● **TEXT EXTRACT**
>> START
# F300 Omega Battery



## ETCHY (Aug 3, 2004)

Hello

Can the make of a battery drastically affect how a watch performs even if it's the same size & voltage ?

I have an Omega F300 Geneve chronometer, that i've had for a few years now. When it needed a new battery about 18 months after I first got it I had a jeweller put a new battery in (don't know what make it was) it then ran ok but gained a bit.

The next time it needed one I bought the tools & fitted a 344 myself (Energizer I think), it then seemed to gain quite a lot (I don't wear it much so I wasn't too bothered).

18 months later I've put a new battery in, as the other had expired. I've now fitted a Renata 344 & it's working brilliantly & keeping fantastic time 

Can 344 type batteries really vary that much, or is this just a fluke ?

Cheers

Dave


----------



## Zessa (Apr 9, 2008)

Yup...Paul (Silver Hawk) is probably the best one to answer this but the 344 Renata is the only one I put in mine.
>> END
● **EXTRACTED MATERIAL**
>> START
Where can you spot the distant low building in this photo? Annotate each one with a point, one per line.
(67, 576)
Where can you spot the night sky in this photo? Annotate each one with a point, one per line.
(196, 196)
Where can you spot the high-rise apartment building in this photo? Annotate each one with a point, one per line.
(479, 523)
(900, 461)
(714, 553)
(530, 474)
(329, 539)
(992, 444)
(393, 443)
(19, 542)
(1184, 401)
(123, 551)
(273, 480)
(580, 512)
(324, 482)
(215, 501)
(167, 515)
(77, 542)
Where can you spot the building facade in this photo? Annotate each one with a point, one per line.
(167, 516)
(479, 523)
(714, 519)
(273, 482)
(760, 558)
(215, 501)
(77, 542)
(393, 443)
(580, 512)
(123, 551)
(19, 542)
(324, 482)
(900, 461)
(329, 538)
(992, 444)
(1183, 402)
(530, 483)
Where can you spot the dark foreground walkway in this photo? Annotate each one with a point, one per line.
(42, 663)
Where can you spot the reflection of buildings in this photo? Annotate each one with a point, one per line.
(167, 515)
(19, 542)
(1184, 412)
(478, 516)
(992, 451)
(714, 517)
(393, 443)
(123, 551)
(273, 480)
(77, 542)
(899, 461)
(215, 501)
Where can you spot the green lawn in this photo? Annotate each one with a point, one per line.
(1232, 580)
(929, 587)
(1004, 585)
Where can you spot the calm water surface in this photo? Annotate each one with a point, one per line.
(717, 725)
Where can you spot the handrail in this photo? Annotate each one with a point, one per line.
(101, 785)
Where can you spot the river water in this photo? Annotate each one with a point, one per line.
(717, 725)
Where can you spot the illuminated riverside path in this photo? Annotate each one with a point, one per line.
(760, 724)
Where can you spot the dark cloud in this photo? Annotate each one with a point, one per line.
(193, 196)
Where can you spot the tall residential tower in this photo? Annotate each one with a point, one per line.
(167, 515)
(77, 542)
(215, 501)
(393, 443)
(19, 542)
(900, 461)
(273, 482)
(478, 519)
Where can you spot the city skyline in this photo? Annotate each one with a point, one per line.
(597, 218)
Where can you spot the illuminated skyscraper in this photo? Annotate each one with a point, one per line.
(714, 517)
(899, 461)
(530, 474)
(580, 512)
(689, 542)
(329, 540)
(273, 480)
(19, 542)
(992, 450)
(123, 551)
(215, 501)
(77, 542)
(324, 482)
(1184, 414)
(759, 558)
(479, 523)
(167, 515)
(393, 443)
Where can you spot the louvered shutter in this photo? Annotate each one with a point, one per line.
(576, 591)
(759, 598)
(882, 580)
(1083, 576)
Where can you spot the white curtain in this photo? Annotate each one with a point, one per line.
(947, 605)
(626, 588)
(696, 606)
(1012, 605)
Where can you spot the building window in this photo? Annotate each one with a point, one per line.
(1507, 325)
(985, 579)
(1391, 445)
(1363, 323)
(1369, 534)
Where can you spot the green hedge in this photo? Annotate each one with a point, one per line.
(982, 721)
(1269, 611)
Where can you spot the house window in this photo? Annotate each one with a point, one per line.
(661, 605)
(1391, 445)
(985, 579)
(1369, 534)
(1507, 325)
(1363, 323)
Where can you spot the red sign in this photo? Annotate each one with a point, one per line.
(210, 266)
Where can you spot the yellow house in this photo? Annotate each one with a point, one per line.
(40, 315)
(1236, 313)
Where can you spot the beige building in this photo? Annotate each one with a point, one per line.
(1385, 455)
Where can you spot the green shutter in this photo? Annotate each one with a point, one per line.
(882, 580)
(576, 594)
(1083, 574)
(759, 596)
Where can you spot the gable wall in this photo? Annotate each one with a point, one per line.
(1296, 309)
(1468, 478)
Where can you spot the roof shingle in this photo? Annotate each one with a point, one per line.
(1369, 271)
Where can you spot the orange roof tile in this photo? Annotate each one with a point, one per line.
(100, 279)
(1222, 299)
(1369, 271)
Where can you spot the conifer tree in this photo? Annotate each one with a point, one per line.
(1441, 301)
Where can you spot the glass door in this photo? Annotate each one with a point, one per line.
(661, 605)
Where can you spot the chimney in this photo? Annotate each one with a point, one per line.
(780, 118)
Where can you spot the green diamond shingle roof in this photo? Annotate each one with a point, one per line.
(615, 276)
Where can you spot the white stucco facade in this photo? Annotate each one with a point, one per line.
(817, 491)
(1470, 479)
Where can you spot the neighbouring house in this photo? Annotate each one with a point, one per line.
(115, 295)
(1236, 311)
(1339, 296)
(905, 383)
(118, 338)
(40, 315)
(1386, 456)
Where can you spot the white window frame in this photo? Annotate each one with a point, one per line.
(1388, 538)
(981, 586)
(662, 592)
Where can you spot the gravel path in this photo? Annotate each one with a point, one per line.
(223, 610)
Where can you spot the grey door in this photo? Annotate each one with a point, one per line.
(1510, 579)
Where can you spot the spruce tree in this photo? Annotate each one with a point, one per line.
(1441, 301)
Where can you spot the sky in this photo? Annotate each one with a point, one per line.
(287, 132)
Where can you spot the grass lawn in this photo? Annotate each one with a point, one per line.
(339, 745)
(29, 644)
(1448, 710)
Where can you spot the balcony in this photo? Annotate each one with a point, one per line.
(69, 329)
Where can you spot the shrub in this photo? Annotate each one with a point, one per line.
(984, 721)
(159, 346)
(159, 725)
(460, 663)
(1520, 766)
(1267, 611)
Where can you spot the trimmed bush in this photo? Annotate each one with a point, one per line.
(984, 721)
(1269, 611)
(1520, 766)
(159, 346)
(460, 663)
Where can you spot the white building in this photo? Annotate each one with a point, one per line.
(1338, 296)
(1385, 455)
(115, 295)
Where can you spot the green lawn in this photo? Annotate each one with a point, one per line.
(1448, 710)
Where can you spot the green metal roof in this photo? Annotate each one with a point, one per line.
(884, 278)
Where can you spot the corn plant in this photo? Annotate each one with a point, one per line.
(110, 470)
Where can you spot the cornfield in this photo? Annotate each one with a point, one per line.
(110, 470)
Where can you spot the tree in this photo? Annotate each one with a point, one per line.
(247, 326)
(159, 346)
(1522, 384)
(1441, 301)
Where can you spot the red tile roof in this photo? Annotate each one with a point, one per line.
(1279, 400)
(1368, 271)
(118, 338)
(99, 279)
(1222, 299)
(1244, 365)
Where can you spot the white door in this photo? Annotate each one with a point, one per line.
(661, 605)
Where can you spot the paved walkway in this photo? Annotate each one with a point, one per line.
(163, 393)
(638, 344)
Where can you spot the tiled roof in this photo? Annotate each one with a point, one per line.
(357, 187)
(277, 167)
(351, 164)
>> END
● **WHAT YOU WILL DO**
A) Render this sentence from the Omega F300 battery thread into Spanish: "Can the make of a battery drastically affect how a watch performs even if it's the same size & voltage ?"
B) Carry the Omega F300 battery thread forward from its final post.
The data plays no part in what follows.

● **EXPECTED RESULTS**
A) ¿Puede la marca de una pila afectar drásticamente al rendimiento de un reloj aunque tenga el mismo tamaño y voltaje?

B)
I think I remember him saying that 344 does not mean the same for all manufacturers which could mean that the voltage / amperage that the battery puts out can vary (not to mention the physical dimensions of them)

Cheers,

Mike


----------



## Agent orange (Feb 11, 2006)

Renata are the only brand I put in my watches, never had any issues with them.

Not sure about the voltage / amps thing, far too technical for me. I would have thought, in theory at least, all 344's would be exactly the same but I guess I must be wrong, usually am!

Cheers,

Gary


----------



## Silver Hawk (Dec 2, 2003)

ETCHY said:


> Can 344 type batteries really vary that much, or is this just a fluke ?


I think its a fluke Dave...



Zessa said:


> Yup...Paul (Silver Hawk) is probably the best one to answer this but the 344 Renata is the only one I put in mine.
> 
> I think I remember him saying that 344 does not mean the same for all manufacturers which could mean that the voltage / amperage that the battery puts out can vary (not to mention the physical dimensions of them)
> 
> ...


I hope I didn't say that Mike. What I do know is that the *shape* of the 301 is not quite the same between the various manufacturers. But the 301 is a bit of an odd shaped battery anyway --- Renata 301 fit fine in Hamilton electrics but Energizer 301 do not.

There are Low Drain and High Drain batteries but they're all 1.5 volts...and I also use 344 Renatas in my F300s...


----------



## ETCHY (Aug 3, 2004)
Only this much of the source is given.